• [What you are asked to do]: Please rewrite the records below, changing every "sweater sleeve" to "jacket sleeve" and keeping everything else the same.

• [Dataset rows]:
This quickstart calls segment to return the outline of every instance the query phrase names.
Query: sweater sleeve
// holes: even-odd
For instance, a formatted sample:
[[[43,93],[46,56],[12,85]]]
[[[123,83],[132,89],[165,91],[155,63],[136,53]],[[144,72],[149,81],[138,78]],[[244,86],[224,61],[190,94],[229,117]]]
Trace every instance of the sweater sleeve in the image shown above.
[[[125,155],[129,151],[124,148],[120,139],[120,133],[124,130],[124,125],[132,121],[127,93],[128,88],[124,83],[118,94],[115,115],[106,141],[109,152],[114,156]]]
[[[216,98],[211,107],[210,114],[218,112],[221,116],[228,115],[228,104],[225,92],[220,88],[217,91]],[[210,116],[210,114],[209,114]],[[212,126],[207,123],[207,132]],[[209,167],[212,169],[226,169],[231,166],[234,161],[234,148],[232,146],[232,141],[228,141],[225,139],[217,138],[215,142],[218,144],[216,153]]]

• [Answer to this exercise]:
This quickstart calls segment to return the outline of every instance the query phrase names.
Query: jacket sleeve
// holes: even-odd
For instance, a formatted sample:
[[[43,93],[46,56],[12,85]]]
[[[123,83],[132,89],[165,91],[155,63],[136,53]],[[144,72],[149,81],[138,78]],[[244,86],[224,61],[190,94],[229,117]]]
Trace every instance of the jacket sleeve in the image shown above.
[[[125,155],[129,151],[124,148],[120,139],[120,133],[124,130],[124,125],[132,121],[127,93],[128,88],[124,83],[118,94],[115,115],[106,141],[109,152],[114,156]]]
[[[216,98],[211,107],[210,114],[218,112],[221,116],[228,115],[228,104],[225,92],[220,88],[217,91]],[[210,116],[210,114],[209,114]],[[212,126],[207,123],[207,132]],[[209,167],[212,169],[226,169],[231,166],[234,161],[234,148],[232,146],[232,141],[228,141],[225,139],[217,138],[215,142],[218,144],[216,153]]]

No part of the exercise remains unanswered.